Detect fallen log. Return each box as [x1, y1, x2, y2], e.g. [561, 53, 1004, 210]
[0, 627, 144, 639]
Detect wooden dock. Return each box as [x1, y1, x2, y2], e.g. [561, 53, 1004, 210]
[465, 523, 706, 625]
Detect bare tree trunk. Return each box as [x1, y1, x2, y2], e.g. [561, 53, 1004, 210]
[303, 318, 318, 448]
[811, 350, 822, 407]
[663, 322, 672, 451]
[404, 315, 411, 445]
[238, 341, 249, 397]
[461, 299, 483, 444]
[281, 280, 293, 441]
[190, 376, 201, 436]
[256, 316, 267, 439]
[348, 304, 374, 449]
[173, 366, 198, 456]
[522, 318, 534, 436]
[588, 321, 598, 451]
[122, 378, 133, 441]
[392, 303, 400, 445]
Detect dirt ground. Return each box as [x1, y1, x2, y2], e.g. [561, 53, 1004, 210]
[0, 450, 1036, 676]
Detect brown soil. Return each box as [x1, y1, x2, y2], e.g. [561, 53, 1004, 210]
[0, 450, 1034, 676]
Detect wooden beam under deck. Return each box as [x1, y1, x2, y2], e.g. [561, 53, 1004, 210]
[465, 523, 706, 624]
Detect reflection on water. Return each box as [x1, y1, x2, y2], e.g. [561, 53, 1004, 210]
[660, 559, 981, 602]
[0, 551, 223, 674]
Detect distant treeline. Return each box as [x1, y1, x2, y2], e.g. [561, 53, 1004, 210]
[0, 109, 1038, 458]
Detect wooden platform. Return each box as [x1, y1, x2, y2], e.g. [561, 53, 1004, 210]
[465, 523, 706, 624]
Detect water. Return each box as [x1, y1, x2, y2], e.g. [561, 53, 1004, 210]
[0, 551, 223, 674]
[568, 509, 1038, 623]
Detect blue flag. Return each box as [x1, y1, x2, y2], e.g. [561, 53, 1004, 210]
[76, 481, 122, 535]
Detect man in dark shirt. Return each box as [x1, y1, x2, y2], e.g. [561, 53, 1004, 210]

Task requirements: Rescale the data from the line containing "Detect blue flag." through the end of the data, both included. Repeat each of those lines, requests too, but multiply every bounding-box coordinate in the answers by 0.5 and round to whole numbers, halves up, leaving the numbers in the requests unchanged.

Task answer:
Detect blue flag. Return each box as [x1, y1, x2, y2], e.g. [561, 53, 1004, 210]
[38, 241, 61, 268]
Detect man in dark shirt. Return each box as [x1, y1, x2, y2], e.g. [561, 53, 1004, 210]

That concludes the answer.